TEXTO PARA ANÁLISE:

────────────────────────────────────────

Ataque a escola não é decisão individual e reflete contato com extremistas, diz pesquisadora
Alvos da cooptação são em geral jovens brancos e heterossexuais, com discursos misóginos e racistas
Ataques a escolas estão ficando cada vez mais comuns no Brasil. O país tem registrados 22 ataques violentos com vítimas em unidades de ensino, 10 deles ocorridos nos últimos 12 meses. O mais recente aconteceu nesta segunda-feira (27), na Escola Estadual Thomázia Montoro, na cidade de São Paulo. O levantamento está no relatório O ultraconservadorismo e extremismo de direita entre adolescentes e jovens no Brasil: ataques às instituições de ensino e alternativas para a ação governamental, produzido pelo Grupo de Trabalho da Educação do governo de transição.
Vistos muitas vezes como atos individuais, esses ataques estão na realidade mergulhados em uma visão de mundo extremista. “Esses estudantes que têm sido alvo de cooptação por grupos extremistas são mais frequentemente adolescentes brancos e heterossexuais. É fundamental lançar luz sobre esse aspecto, porque essa violência está relacionada com a misoginia”, afirma Marcele Frossard, assessora de políticas sociais da Campanha Nacional pelo Direito à Educação e pesquisadora nas áreas de educação, violência e juventude. “Não é à toa que as mulheres são alvo frequente desses ataques”, diz.
A cada um dos ataques, são sugeridas soluções como mais polícia nas escolas, detectores de metal e câmeras de segurança. Apesar de trazerem sensação de tranquilidade, essas medidas não funcionam. Para Frossard, que também participou da elaboração do relatório do GT de Educação, é preciso que haja políticas de segurança pública para prevenir esses ataques, mas elas passam por inteligência e investigação.

────────────────────────────────────────

Dados de apontamento baseados em imagens
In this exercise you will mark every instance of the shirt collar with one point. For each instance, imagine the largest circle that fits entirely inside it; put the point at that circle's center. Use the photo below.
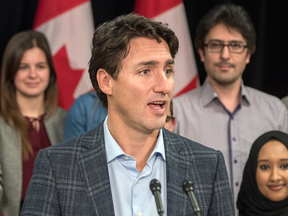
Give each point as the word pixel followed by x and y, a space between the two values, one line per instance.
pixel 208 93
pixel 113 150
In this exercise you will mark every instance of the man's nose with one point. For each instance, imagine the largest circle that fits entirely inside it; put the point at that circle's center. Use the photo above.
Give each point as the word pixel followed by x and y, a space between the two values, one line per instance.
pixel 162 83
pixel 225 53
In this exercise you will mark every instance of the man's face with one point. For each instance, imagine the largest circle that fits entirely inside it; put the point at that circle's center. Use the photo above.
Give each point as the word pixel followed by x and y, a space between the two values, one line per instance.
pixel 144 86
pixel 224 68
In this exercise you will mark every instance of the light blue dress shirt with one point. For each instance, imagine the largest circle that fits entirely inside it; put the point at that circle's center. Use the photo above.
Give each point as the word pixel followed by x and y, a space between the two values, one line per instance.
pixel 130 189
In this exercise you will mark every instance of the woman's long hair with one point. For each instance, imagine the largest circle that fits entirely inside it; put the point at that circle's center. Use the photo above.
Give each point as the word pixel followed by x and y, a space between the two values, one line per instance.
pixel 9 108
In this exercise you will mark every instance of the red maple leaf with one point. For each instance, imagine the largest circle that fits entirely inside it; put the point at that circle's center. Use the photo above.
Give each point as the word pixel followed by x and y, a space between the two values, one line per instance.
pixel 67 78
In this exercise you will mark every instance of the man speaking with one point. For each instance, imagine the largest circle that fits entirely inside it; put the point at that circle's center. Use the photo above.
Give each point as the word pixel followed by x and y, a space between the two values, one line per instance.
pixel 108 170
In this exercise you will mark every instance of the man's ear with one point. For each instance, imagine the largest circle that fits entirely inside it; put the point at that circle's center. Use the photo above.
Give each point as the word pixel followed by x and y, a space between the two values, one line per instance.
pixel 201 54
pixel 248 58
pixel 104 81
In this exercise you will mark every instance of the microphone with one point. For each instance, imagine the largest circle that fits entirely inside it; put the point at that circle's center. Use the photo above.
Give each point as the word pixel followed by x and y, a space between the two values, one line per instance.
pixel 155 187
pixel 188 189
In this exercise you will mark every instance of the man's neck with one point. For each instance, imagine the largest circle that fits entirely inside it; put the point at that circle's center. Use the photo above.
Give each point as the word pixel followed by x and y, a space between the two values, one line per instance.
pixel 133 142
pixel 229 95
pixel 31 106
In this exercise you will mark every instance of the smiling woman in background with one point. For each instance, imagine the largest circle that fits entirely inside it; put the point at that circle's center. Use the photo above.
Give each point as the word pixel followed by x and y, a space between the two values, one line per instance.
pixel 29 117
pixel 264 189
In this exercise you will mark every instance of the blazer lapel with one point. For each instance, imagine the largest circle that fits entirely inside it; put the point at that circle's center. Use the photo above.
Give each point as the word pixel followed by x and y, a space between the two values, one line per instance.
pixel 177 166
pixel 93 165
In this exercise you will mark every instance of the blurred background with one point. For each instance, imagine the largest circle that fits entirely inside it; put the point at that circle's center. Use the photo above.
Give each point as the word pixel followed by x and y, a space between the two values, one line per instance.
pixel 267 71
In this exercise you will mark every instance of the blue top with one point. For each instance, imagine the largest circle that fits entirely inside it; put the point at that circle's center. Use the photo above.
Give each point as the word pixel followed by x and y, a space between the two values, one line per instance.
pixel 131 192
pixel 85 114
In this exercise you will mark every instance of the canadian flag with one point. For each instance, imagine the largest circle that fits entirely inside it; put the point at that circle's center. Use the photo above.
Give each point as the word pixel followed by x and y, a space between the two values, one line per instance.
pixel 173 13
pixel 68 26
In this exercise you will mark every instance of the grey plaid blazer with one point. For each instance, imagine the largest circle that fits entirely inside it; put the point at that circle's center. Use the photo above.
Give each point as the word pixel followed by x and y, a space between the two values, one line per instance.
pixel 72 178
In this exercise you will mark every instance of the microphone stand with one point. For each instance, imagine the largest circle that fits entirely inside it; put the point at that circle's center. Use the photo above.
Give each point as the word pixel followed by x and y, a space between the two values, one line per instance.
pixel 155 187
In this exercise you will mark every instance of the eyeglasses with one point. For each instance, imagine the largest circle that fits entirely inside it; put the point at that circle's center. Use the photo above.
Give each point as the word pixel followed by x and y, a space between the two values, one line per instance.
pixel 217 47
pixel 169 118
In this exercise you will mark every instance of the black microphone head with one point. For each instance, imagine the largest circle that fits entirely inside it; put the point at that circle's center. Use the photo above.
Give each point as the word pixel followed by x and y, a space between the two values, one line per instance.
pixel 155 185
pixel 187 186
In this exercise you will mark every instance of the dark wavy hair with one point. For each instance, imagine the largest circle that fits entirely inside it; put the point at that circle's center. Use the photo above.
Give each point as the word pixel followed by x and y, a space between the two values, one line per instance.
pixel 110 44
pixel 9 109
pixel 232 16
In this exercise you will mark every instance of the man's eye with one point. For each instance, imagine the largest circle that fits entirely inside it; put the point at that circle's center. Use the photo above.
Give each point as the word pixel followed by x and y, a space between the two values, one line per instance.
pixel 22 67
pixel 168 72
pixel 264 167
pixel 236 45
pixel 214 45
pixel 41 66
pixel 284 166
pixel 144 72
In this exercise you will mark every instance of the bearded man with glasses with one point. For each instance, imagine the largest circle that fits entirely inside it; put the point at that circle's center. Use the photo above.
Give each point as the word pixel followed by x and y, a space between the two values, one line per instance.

────────────────────────────────────────

AÇÃO NECESSÁRIA A: Liste as soluções que, de acordo com o texto sobre ataques a escolas, são sugeridas a cada um desses ataques.
AÇÃO NECESSÁRIA B: Prossiga com o texto sobre ataques a escolas a partir da última frase apresentada.

RESPOSTA A:
- Mais polícia nas escolas
- Detectores de metal
- Câmeras de segurança

RESPOSTA B:
“Quando a gente fala de segurança de fato, a gente tem que falar de prevenção, de políticas públicas e de uma reflexão estruturada e organizada sobre como atacar esse problema”, afirma. “Não é à toa que até hoje o Brasil tem imensa dificuldade de fazer políticas públicas de segurança pública, porque a gente acredita que o que tem que ser feito é realizar uma ação imediata, resolver aquele problema imediatamente e esperar o próximo problema acontecer.”
Na entrevista, Marcele Frossard também falou de controle da internet, educação para a democracia, gestão democrática das escolas e fetiche com armas, entre outros pontos. Confira a entrevista completa.
Brasil de Fato: Os ataques às escolas já não podem mais ser considerados raros no Brasil. Na posição de pesquisadora sobre o tema da violência escolar, quais são os pontos mais importantes que a sociedade entenda sobre esse tipo de violência?
Marcele Frossard: A primeira coisa é tentar identificar quais são as causas. A gente está vendo a mídia e os tomadores de decisão tentando entender por que está acontecendo com a frequência que tem acontecido atualmente.
É muito comum trazer essa discussão como se fosse uma questão do indivíduo, como se fosse um problema daquele aluno em especial que tomou a decisão de entrar numa escola e realizar um ato violento. O que a gente identifica é que não é uma questão apenas individual, tem a ver com o contexto em que esses adolescentes e jovens estão inseridos, o tipo de informação ou de coletivos que eles vêm fazendo parte. Essa relação entre indivíduo e coletivo, ou indivíduo-sociedade, é muito importante destacar. Nenhum indivíduo é puramente individual. Esses adolescentes têm sido atraídos para participarem de grupos que trazem temas que não estão de acordo com a idade deles.
Quando se fala de bullying, detecção de depressão ou de questões relacionadas à saúde mental, não há dúvida que esse adolescente está em sofrimento emocional, mas o fato é que muitas pessoas estão passando por sofrimento emocional e nenhum outro adolescente que está passando por isso naquela turma ou escola [que sofreu o ataque] tomou a decisão de que ele [o agressor] tomou. Isso nos faz refletir sobre o que leva um adolescente a tomar a decisão de cometer um ato violento dentro de sua escola.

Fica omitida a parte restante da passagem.